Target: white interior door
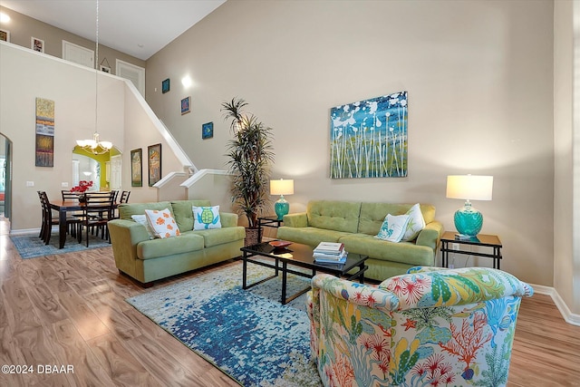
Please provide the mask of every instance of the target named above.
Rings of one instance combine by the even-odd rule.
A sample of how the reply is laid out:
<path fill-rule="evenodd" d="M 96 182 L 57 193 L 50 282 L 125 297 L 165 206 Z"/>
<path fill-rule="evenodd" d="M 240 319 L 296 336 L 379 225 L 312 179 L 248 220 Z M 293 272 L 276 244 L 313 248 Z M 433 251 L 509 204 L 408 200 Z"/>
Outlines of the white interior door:
<path fill-rule="evenodd" d="M 145 98 L 145 69 L 117 59 L 117 76 L 133 82 L 139 92 Z"/>
<path fill-rule="evenodd" d="M 94 51 L 65 40 L 63 41 L 63 59 L 94 69 Z"/>

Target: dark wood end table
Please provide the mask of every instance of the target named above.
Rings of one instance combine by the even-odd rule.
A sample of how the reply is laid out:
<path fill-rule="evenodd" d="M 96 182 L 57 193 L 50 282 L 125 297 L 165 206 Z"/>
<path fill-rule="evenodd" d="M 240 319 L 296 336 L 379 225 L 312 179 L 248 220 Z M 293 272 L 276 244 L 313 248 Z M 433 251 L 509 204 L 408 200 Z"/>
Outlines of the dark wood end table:
<path fill-rule="evenodd" d="M 469 239 L 456 238 L 457 233 L 453 231 L 445 231 L 441 237 L 441 266 L 449 266 L 450 253 L 463 254 L 466 256 L 485 256 L 493 258 L 493 268 L 498 269 L 501 264 L 501 241 L 495 235 L 478 234 Z M 479 253 L 477 251 L 462 251 L 459 248 L 453 248 L 453 244 L 470 245 L 477 247 L 491 247 L 492 253 Z"/>

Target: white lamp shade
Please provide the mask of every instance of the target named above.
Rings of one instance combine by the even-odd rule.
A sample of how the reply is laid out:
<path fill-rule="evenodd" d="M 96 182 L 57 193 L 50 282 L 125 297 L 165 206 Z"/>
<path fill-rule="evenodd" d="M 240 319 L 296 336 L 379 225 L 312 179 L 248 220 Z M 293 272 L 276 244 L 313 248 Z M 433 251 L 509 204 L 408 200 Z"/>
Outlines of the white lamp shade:
<path fill-rule="evenodd" d="M 293 195 L 294 180 L 270 180 L 270 195 Z"/>
<path fill-rule="evenodd" d="M 451 175 L 447 177 L 447 198 L 491 200 L 493 176 Z"/>

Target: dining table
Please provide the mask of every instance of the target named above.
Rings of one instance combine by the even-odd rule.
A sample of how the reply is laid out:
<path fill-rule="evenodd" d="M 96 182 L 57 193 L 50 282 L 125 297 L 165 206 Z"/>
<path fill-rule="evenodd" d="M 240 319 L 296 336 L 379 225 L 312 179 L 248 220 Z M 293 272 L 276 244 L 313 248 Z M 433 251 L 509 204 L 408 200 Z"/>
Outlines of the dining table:
<path fill-rule="evenodd" d="M 82 211 L 86 203 L 78 200 L 51 200 L 49 206 L 52 209 L 58 211 L 58 248 L 63 248 L 66 242 L 66 214 L 67 212 Z M 113 208 L 117 203 L 113 204 Z"/>

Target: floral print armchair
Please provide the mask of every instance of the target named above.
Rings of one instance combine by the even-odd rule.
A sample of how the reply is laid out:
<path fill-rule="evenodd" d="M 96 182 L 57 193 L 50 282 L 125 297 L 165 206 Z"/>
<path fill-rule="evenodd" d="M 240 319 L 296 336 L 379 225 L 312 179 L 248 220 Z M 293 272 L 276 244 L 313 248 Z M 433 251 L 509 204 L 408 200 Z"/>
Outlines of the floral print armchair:
<path fill-rule="evenodd" d="M 311 349 L 325 386 L 502 386 L 531 286 L 492 268 L 413 267 L 378 287 L 319 274 Z"/>

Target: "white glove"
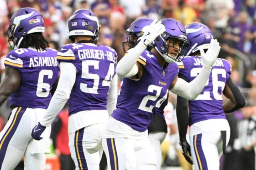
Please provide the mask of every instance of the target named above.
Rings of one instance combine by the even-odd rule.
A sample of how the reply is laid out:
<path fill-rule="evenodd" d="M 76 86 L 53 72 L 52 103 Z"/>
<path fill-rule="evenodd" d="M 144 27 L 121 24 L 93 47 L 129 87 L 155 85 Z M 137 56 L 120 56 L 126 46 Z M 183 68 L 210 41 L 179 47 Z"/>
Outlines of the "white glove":
<path fill-rule="evenodd" d="M 203 66 L 208 68 L 211 68 L 220 53 L 220 43 L 217 40 L 212 39 L 206 53 L 204 53 L 202 48 L 200 48 L 199 50 L 204 63 Z"/>
<path fill-rule="evenodd" d="M 161 23 L 162 21 L 157 21 L 155 20 L 150 25 L 143 27 L 142 30 L 143 35 L 138 40 L 140 40 L 139 43 L 143 44 L 146 48 L 153 42 L 157 37 L 166 30 L 165 27 Z"/>

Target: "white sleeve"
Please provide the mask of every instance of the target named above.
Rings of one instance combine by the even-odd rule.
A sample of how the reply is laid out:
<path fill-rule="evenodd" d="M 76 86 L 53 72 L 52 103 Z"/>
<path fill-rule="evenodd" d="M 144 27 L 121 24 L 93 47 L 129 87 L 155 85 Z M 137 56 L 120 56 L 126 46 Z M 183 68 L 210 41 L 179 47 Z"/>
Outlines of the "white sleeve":
<path fill-rule="evenodd" d="M 45 115 L 40 121 L 43 126 L 48 127 L 61 111 L 69 98 L 76 81 L 76 69 L 70 63 L 60 63 L 60 76 L 56 91 L 51 99 Z"/>
<path fill-rule="evenodd" d="M 111 82 L 110 87 L 108 90 L 108 101 L 107 102 L 107 110 L 108 115 L 112 114 L 114 110 L 116 109 L 117 101 L 117 75 L 116 75 L 113 78 Z"/>
<path fill-rule="evenodd" d="M 203 66 L 198 75 L 190 83 L 178 78 L 170 91 L 188 100 L 195 99 L 204 89 L 211 69 L 212 67 Z"/>
<path fill-rule="evenodd" d="M 116 74 L 121 77 L 130 77 L 136 75 L 138 69 L 135 63 L 146 48 L 143 43 L 139 43 L 134 48 L 129 49 L 118 63 Z"/>

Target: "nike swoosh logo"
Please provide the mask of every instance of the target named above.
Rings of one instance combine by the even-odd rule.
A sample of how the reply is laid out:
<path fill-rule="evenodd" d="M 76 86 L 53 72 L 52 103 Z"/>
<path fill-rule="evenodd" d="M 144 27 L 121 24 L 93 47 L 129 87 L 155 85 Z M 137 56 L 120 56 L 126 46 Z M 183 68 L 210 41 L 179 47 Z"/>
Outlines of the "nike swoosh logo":
<path fill-rule="evenodd" d="M 12 54 L 10 55 L 10 56 L 9 57 L 10 57 L 10 58 L 15 58 L 15 59 L 16 59 L 16 57 L 13 57 L 12 55 Z"/>
<path fill-rule="evenodd" d="M 41 129 L 37 129 L 37 130 L 34 130 L 34 133 L 36 132 L 37 132 L 38 130 L 40 130 Z"/>
<path fill-rule="evenodd" d="M 195 32 L 198 32 L 201 30 L 203 29 L 203 27 L 202 27 L 199 28 L 188 28 L 186 29 L 186 32 L 187 34 L 190 33 L 194 33 Z"/>

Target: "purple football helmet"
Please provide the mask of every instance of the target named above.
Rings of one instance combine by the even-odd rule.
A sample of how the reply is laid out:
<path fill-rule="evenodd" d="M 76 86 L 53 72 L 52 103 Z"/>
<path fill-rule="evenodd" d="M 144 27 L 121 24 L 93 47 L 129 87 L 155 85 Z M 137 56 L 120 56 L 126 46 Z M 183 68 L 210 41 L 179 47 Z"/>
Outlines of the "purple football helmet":
<path fill-rule="evenodd" d="M 184 26 L 178 21 L 172 18 L 163 18 L 160 21 L 165 26 L 166 30 L 154 41 L 155 48 L 168 63 L 181 61 L 186 54 L 188 46 L 187 35 Z M 170 40 L 168 41 L 169 40 Z M 173 40 L 172 45 L 170 44 L 171 40 Z M 174 47 L 176 41 L 180 42 L 179 49 Z M 168 53 L 170 47 L 178 50 L 175 57 Z"/>
<path fill-rule="evenodd" d="M 92 37 L 94 43 L 97 43 L 100 26 L 95 14 L 86 9 L 75 11 L 68 20 L 69 39 L 74 42 L 74 36 L 86 36 Z"/>
<path fill-rule="evenodd" d="M 187 55 L 199 50 L 199 47 L 208 49 L 211 39 L 213 38 L 212 33 L 210 28 L 202 24 L 194 22 L 185 27 L 188 46 Z"/>
<path fill-rule="evenodd" d="M 132 22 L 129 28 L 125 31 L 124 41 L 122 42 L 123 49 L 125 53 L 126 43 L 128 49 L 134 47 L 138 43 L 138 38 L 142 35 L 141 32 L 145 26 L 150 25 L 153 20 L 150 18 L 140 18 Z"/>
<path fill-rule="evenodd" d="M 43 16 L 40 12 L 32 8 L 21 8 L 15 12 L 10 19 L 7 32 L 11 47 L 18 48 L 20 43 L 27 34 L 44 32 Z M 10 41 L 13 42 L 12 45 Z"/>

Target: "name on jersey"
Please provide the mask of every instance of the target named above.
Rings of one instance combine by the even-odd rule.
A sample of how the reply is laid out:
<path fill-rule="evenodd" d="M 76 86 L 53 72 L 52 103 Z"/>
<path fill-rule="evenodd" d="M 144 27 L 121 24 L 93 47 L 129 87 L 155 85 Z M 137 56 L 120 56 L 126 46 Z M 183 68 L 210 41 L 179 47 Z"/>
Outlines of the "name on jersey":
<path fill-rule="evenodd" d="M 30 58 L 29 67 L 57 67 L 58 61 L 55 57 L 38 57 Z"/>
<path fill-rule="evenodd" d="M 77 52 L 80 59 L 92 58 L 105 59 L 106 57 L 108 60 L 115 62 L 114 53 L 108 51 L 104 51 L 98 49 L 79 49 Z"/>
<path fill-rule="evenodd" d="M 202 58 L 194 58 L 193 59 L 194 61 L 194 65 L 203 65 L 203 60 Z M 213 66 L 224 67 L 224 64 L 222 60 L 217 59 L 214 64 L 213 64 Z"/>

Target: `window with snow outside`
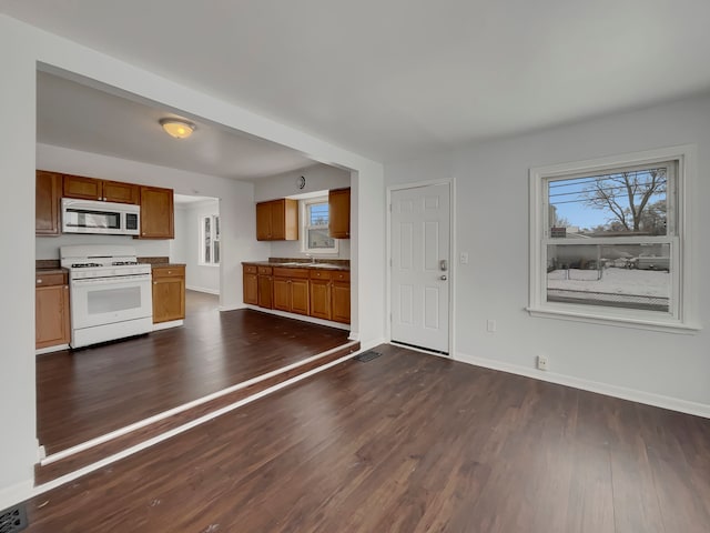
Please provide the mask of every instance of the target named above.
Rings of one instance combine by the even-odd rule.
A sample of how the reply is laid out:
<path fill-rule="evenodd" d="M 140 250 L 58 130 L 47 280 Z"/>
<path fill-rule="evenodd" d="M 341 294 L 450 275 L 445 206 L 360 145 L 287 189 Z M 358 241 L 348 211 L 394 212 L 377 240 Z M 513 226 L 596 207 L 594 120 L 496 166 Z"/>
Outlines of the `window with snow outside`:
<path fill-rule="evenodd" d="M 682 324 L 682 171 L 678 158 L 531 172 L 531 310 Z"/>

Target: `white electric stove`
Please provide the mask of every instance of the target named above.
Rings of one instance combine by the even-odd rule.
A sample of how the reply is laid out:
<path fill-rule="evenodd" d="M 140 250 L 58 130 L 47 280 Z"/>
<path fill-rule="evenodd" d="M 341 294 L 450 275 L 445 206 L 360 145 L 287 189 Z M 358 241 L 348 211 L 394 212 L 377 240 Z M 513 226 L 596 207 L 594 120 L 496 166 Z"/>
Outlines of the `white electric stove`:
<path fill-rule="evenodd" d="M 151 265 L 133 247 L 61 247 L 60 263 L 69 269 L 72 348 L 152 331 Z"/>

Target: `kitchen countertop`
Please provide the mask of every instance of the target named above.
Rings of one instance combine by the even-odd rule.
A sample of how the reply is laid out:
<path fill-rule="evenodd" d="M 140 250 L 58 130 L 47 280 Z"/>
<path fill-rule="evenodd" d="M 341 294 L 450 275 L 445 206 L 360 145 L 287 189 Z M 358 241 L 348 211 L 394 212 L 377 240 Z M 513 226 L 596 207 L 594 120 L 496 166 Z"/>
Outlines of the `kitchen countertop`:
<path fill-rule="evenodd" d="M 68 269 L 62 269 L 61 266 L 48 266 L 41 269 L 34 269 L 34 272 L 38 274 L 65 274 L 69 272 Z"/>
<path fill-rule="evenodd" d="M 297 263 L 297 264 L 295 264 Z M 335 271 L 345 271 L 349 272 L 351 268 L 346 264 L 337 264 L 331 263 L 328 261 L 317 261 L 315 266 L 310 261 L 297 262 L 297 261 L 243 261 L 242 264 L 250 264 L 253 266 L 276 266 L 284 269 L 315 269 L 315 270 L 335 270 Z M 327 264 L 328 266 L 317 266 L 318 264 Z"/>
<path fill-rule="evenodd" d="M 151 269 L 176 269 L 184 265 L 185 263 L 151 263 Z"/>

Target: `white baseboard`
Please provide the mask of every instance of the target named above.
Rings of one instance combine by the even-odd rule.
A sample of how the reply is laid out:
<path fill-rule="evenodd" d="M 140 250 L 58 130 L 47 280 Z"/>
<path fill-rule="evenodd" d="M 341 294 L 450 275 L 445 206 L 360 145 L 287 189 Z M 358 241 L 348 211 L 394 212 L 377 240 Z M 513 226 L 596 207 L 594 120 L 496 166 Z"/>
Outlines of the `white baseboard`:
<path fill-rule="evenodd" d="M 349 331 L 351 324 L 343 324 L 341 322 L 333 322 L 331 320 L 314 319 L 313 316 L 306 316 L 305 314 L 286 313 L 278 311 L 277 309 L 260 308 L 257 305 L 245 305 L 246 309 L 253 309 L 254 311 L 261 311 L 262 313 L 274 314 L 276 316 L 283 316 L 285 319 L 296 319 L 303 322 L 311 322 L 312 324 L 327 325 L 328 328 L 337 328 L 338 330 Z M 354 339 L 352 339 L 354 340 Z"/>
<path fill-rule="evenodd" d="M 246 309 L 248 308 L 248 305 L 245 305 L 243 303 L 235 303 L 233 305 L 220 305 L 219 310 L 220 312 L 222 311 L 236 311 L 237 309 Z M 258 309 L 258 308 L 254 308 L 254 309 Z"/>
<path fill-rule="evenodd" d="M 688 400 L 665 396 L 662 394 L 655 394 L 636 389 L 610 385 L 608 383 L 600 383 L 597 381 L 585 380 L 581 378 L 575 378 L 571 375 L 558 374 L 555 372 L 541 371 L 537 369 L 528 369 L 526 366 L 504 363 L 493 359 L 477 358 L 467 353 L 458 352 L 456 353 L 455 359 L 456 361 L 473 364 L 476 366 L 499 370 L 501 372 L 508 372 L 510 374 L 525 375 L 535 380 L 557 383 L 559 385 L 572 386 L 582 391 L 596 392 L 599 394 L 605 394 L 607 396 L 619 398 L 621 400 L 629 400 L 631 402 L 643 403 L 647 405 L 653 405 L 656 408 L 669 409 L 671 411 L 678 411 L 680 413 L 693 414 L 696 416 L 710 419 L 710 405 L 707 405 L 704 403 L 689 402 Z"/>
<path fill-rule="evenodd" d="M 34 350 L 34 355 L 59 352 L 60 350 L 69 350 L 69 344 L 55 344 L 53 346 L 40 348 L 39 350 Z"/>
<path fill-rule="evenodd" d="M 169 330 L 171 328 L 178 328 L 184 323 L 183 320 L 171 320 L 169 322 L 159 322 L 153 324 L 153 331 Z"/>
<path fill-rule="evenodd" d="M 193 286 L 193 285 L 185 285 L 185 289 L 189 291 L 205 292 L 207 294 L 215 294 L 217 296 L 220 295 L 219 289 L 207 289 L 205 286 Z"/>
<path fill-rule="evenodd" d="M 24 500 L 32 497 L 34 480 L 26 480 L 14 485 L 0 489 L 0 510 L 17 505 Z"/>

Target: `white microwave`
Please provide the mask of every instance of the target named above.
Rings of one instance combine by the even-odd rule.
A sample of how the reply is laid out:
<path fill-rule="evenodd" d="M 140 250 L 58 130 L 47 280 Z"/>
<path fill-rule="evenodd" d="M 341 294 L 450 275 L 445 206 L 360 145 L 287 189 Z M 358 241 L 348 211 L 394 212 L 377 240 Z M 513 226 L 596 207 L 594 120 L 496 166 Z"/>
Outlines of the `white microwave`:
<path fill-rule="evenodd" d="M 138 235 L 140 228 L 140 205 L 62 198 L 62 233 Z"/>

=======

WORK TO BE COMPLETED:
Pull out every line from the start of the rows through the line containing "451 175 L 447", inclusive, reproducing each one unchanged. Omit the pictures.

TASK RESPONSE:
Target: white interior door
Please provide the mask of every instance of the target named above.
Rings of one instance combine by the even-odd rule.
A sample of how the reply is laid out:
<path fill-rule="evenodd" d="M 96 182 L 57 193 L 50 282 L 125 297 L 165 206 Z"/>
<path fill-rule="evenodd" d="M 240 319 L 296 336 L 379 225 L 312 179 L 248 220 Z M 293 272 L 276 244 L 313 248 Z M 433 251 L 509 204 L 408 200 Z"/>
Outlines of the white interior door:
<path fill-rule="evenodd" d="M 145 98 L 145 69 L 117 59 L 117 76 L 133 82 L 139 92 Z"/>
<path fill-rule="evenodd" d="M 94 51 L 65 40 L 63 41 L 63 59 L 94 69 Z"/>

Target: dark wood end table
Please provide the mask of every instance of the target named above.
Rings of one instance combine by the even-odd rule.
A sample of how the reply is laid out:
<path fill-rule="evenodd" d="M 96 182 L 57 193 L 50 282 L 125 297 L 165 206 Z"/>
<path fill-rule="evenodd" d="M 240 319 L 296 336 L 379 225 L 312 179 L 248 220 Z M 293 272 L 276 244 L 313 248 Z M 433 251 L 509 204 L 408 200 Z"/>
Outlines of the dark wood end table:
<path fill-rule="evenodd" d="M 469 239 L 456 238 L 457 233 L 453 231 L 445 231 L 441 237 L 441 266 L 449 266 L 450 253 L 463 254 L 466 256 L 485 256 L 493 258 L 493 268 L 498 269 L 501 264 L 501 241 L 495 235 L 478 234 Z M 479 253 L 477 251 L 462 251 L 459 248 L 453 248 L 453 244 L 470 245 L 477 247 L 491 247 L 492 253 Z"/>

Target: white lamp shade
Please provide the mask of every instance of the target named above.
Rings of one instance combine by the even-odd rule.
A sample of how the reply is laid out:
<path fill-rule="evenodd" d="M 96 182 L 57 193 L 50 282 L 125 297 L 165 206 Z"/>
<path fill-rule="evenodd" d="M 240 319 L 296 336 L 379 225 L 312 179 L 248 220 Z M 293 272 L 276 244 L 313 248 Z M 433 251 L 509 204 L 408 200 Z"/>
Outlines of the white lamp shade:
<path fill-rule="evenodd" d="M 293 195 L 294 180 L 270 180 L 270 195 Z"/>
<path fill-rule="evenodd" d="M 451 175 L 447 177 L 447 198 L 491 200 L 493 176 Z"/>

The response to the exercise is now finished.